> _AIM_
Rewrite every item below, changing "instance" to "occurrence" wherever it appears and leaving everything else as it is.

> _DATASET EXTRACT_
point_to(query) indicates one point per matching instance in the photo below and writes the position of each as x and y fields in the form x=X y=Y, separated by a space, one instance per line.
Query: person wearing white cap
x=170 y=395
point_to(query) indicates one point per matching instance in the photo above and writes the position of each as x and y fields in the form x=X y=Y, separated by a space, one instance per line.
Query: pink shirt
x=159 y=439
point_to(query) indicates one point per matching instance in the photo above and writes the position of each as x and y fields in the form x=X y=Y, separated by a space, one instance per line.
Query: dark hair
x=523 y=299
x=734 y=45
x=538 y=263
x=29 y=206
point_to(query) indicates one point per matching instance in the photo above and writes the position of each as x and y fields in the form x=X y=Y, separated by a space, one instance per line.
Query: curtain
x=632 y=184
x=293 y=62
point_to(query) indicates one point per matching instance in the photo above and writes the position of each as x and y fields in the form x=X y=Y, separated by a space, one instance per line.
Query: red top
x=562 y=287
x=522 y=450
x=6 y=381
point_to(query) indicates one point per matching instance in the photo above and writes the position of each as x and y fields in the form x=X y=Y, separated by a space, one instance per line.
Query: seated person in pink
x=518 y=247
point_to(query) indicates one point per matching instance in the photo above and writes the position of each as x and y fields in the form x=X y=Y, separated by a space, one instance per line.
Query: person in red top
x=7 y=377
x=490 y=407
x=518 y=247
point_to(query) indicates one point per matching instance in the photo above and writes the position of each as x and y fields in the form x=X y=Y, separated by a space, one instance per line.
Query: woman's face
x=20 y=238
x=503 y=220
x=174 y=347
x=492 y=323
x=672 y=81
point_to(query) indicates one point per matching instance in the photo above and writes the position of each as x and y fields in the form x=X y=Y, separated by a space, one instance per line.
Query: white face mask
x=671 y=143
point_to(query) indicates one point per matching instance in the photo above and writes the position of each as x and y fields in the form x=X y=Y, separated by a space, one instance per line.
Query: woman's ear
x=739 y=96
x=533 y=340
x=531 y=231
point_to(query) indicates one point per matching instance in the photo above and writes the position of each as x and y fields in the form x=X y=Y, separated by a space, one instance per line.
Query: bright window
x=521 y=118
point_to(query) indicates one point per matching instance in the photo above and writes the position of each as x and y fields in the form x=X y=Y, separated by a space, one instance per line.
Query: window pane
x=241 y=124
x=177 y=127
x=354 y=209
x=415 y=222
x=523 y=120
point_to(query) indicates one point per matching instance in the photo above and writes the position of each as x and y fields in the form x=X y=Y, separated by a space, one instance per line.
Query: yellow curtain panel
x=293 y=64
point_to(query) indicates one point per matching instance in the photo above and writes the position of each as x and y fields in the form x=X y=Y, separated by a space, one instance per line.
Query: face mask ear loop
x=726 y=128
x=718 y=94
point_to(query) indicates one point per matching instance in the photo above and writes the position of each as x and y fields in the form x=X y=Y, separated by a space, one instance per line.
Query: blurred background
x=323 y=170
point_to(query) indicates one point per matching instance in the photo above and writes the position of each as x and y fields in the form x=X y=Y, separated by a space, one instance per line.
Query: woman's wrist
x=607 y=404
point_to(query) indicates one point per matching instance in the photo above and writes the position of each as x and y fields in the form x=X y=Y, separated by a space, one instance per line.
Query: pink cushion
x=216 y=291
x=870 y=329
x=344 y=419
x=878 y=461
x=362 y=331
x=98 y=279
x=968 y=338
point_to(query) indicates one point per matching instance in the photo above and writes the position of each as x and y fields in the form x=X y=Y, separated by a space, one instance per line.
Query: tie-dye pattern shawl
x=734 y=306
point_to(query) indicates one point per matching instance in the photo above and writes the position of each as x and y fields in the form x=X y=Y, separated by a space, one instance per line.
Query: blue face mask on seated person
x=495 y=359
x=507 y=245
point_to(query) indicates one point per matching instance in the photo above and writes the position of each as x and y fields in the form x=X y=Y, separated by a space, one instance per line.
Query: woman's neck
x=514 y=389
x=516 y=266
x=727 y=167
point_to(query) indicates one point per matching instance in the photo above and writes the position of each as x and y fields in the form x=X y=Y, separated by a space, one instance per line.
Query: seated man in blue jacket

> _EXERCISE RESULT_
point_to(query) indicates one point per matching occurrence in the photo below and writes the position of each as x and y fields in the form x=X y=Y, separated by a space, one occurrence per line.
Query: person wearing white cap
x=170 y=395
point_to(query) indicates one point per matching occurrence in the photo above and writes the position of each as x and y fields in the form x=X y=Y, separated by a space, one occurrence per line.
Query: pink shirt
x=159 y=439
point_to(query) indicates one point per matching occurrence in the photo above and writes the position of each as x and y fields in the form x=X y=Y, separated by a space, one occurrence per line.
Query: dark hair
x=523 y=299
x=734 y=45
x=538 y=263
x=29 y=206
point_to(query) indicates one point per matching occurrence in the photo above and writes the position of each as x and y fields in the form x=X y=Y, separated by a space, one occurrence per line.
Query: curtain
x=632 y=184
x=293 y=62
point_to(query) indicates one point per matching occurrence in the photo above and writes the position of each as x and y fields in the form x=X y=Y, separated by a space, one occurrence per line.
Query: red top
x=562 y=287
x=522 y=450
x=6 y=381
point_to(query) indicates one point per matching occurrence in the photo above and writes the position of each as x and y fields in the form x=X y=Y, separated by a space, one occurrence per line.
Query: seated person in pink
x=518 y=247
point_to(query) indicates one point per matching occurrence in the photo above and writes the position of each as x and y fields in the form x=X y=Y, separated by a space, one occurrence per line.
Query: person in red top
x=7 y=377
x=490 y=407
x=518 y=247
point_to(query) indicates one point per matching occurrence in the photo above and writes the position of each as x and y fields in the form x=X y=Y, separated by a space, one occurrence per line.
Query: woman's face
x=20 y=238
x=503 y=220
x=174 y=347
x=492 y=323
x=672 y=81
point_to(query) indicates one point per matching occurrence in the photo above and writes the position of each as x and y fields in the form x=X y=Y, separated by a space, one occurrence per line.
Query: white face mask
x=671 y=143
point_to(query) indicates one point per matching occurrence in the photo above and writes the position of each as x and y fields in the form x=X y=Y, separated by a space, one occurrence per line.
Query: woman's ear
x=739 y=96
x=533 y=340
x=531 y=231
point_to(query) indicates one point per matching occurrence in the photo above and writes the position of each as x and y fields in the form x=X y=Y, separated by a space, one occurrence per line.
Query: bright window
x=521 y=118
point_to(query) indicates one point per matching occurrence in the photo above and writes the position of each as x and y fields in the form x=X y=Y, separated by a space, one occurrence per line.
Query: window pane
x=241 y=124
x=177 y=127
x=354 y=209
x=415 y=222
x=523 y=120
point_to(query) indicates one point per matching occurrence in the photo above and writes the position of each as x and y fields in the form x=X y=Y, separated by a space, one occurrence per line.
Query: yellow curtain panel
x=293 y=64
point_to(query) indicates one point per matching occurrence in the photo above and writes the position of each as x and y fields in the form x=X y=Y, separated by a space, one occurrence per line.
Query: face mask ear loop
x=726 y=128
x=718 y=94
point_to(query) indicates one point per matching occurrence in the photo above and writes the position of each as x and y fields in the form x=X y=Y, separated by a space, one occurrence per line.
Query: blurred background
x=323 y=170
point_to(query) indicates one point per matching occurrence in the photo above and writes the position of each as x and y fields in the form x=X y=Y, separated by a space, one occurrence per line.
Query: woman's wrist
x=607 y=404
point_to(query) indicates one point per matching occurrence in the photo above and writes the position of each as x and y fields in the form x=X y=Y, separated by a space, one occurrence per line.
Query: pink cushion
x=216 y=291
x=870 y=329
x=344 y=419
x=878 y=461
x=362 y=331
x=98 y=279
x=968 y=338
point_to(query) indicates one point per matching occurrence in the photo above and writes the position of each as x and y fields in the form x=X y=Y, separated by a space, one occurrence per line.
Query: tie-dye pattern shawl
x=734 y=306
point_to(query) indicates one point per matching occurrence in the photo above and writes the position of each as x and y fields in the form x=X y=Y, separated by a space, one occurrence per line.
Query: blue face mask on seated person
x=495 y=359
x=507 y=245
point_to(query) indicates one point per matching occurrence in the photo above and writes the position of each as x and y fields in the form x=X y=Y, separated by a space, one occurrence per line.
Query: woman's neck
x=514 y=389
x=516 y=266
x=727 y=167
point_to(query) indicates one point per matching occurrence in the photo above and writes the position of each as x and y fields in the form x=X y=Y, separated by a space, one occurrence per line.
Query: seated man in blue jacket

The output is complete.